_WHAT THE TASK ASKS_. Can you reproduce all of the lines below character for character, without changing anything?

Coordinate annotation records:

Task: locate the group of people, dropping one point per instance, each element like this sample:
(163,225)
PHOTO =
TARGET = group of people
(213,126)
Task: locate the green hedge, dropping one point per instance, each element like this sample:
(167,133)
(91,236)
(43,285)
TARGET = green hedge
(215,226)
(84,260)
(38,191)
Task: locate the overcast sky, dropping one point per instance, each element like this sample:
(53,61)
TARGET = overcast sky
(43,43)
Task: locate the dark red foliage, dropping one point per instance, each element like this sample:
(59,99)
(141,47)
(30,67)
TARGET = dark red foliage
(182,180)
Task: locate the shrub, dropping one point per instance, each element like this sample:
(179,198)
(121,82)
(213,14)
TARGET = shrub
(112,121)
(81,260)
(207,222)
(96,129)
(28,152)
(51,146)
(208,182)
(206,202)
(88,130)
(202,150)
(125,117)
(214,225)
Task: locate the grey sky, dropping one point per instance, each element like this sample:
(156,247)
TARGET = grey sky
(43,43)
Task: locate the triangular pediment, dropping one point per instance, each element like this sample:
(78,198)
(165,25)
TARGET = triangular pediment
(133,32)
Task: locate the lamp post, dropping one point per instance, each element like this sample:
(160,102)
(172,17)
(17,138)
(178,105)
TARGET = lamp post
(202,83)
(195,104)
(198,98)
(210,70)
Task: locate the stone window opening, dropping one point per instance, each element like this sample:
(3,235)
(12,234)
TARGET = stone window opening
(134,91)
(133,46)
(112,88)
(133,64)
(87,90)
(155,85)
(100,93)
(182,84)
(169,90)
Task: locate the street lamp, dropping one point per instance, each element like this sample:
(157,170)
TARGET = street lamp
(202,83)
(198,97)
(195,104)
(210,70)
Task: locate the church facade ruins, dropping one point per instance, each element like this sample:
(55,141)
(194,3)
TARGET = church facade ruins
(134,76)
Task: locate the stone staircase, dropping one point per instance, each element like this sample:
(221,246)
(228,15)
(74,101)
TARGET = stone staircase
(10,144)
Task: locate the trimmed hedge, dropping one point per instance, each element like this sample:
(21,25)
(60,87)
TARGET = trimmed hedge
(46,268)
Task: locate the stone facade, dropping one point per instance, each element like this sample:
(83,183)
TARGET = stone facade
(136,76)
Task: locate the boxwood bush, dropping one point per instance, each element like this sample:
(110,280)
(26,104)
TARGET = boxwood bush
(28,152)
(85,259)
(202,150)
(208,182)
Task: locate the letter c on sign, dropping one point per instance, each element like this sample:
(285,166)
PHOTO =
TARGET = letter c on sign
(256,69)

_RESPONSE BELOW_.
Task: locate the group of people, dropping one point per instance, each element like this sample:
(163,225)
PHOTO =
TARGET = group of people
(213,126)
Task: locate the green hedge, dropping one point per instance, each element like this sample:
(167,133)
(91,236)
(43,285)
TARGET = green hedge
(215,226)
(84,260)
(38,191)
Task: locate the overcast sky, dropping one point per instance, each element like this sample:
(53,61)
TARGET = overcast sky
(43,43)
Task: locate the dark red foliage, dropping one point per instance, each element like this sample:
(59,99)
(141,47)
(30,67)
TARGET = dark red foliage
(182,180)
Task: locate the shrub, dropping one point per instance, each element like this sample:
(179,198)
(121,82)
(213,14)
TARGET = shrub
(112,121)
(81,260)
(207,222)
(96,129)
(28,152)
(51,146)
(208,182)
(206,202)
(88,130)
(202,150)
(125,117)
(214,225)
Task: locate the grey sky, dropping one point per instance, each element like this sample:
(156,247)
TARGET = grey sky
(43,43)
Task: locate the triangular pediment, dropping one point per instance, each element like this sample:
(78,198)
(165,25)
TARGET = triangular pediment
(133,32)
Task: locate the lamp post, dropping one point per instance, each element like this sample:
(160,102)
(172,17)
(17,138)
(178,105)
TARGET = lamp post
(202,83)
(195,104)
(198,98)
(210,70)
Task: locate the stone window opening, dropping one point per instance, each element like this sample:
(3,235)
(12,234)
TARGET = stone window opening
(134,91)
(133,46)
(112,88)
(133,64)
(87,90)
(155,85)
(100,93)
(182,84)
(169,90)
Task: locate the street lamp, dropping one point per instance, each element like this sample:
(157,170)
TARGET = street lamp
(202,83)
(198,97)
(195,104)
(210,70)
Task: locate the church facade ruins, dropping one point per instance, each element like this sample:
(55,141)
(194,3)
TARGET = church facade ruins
(134,76)
Task: locate the stone staircase, dropping one point per instance, each element like this sample:
(221,246)
(228,15)
(74,101)
TARGET = stone staircase
(10,144)
Task: locate the trimmed hedge, dropping one point per instance, each element like this sample:
(21,25)
(60,87)
TARGET = trimmed hedge
(46,268)
Task: locate the stone facade, dropping one point per instance, each element like this sample:
(83,183)
TARGET = stone facade
(136,76)
Task: locate the boxwood bush, dropping one point per instance, each element like this sample:
(110,280)
(26,104)
TARGET = boxwood bush
(28,152)
(85,259)
(202,150)
(208,182)
Task: locate the letter c on sign, dropping one point per instance, each element like this sample:
(285,166)
PHOTO =
TARGET = letter c on sign
(256,69)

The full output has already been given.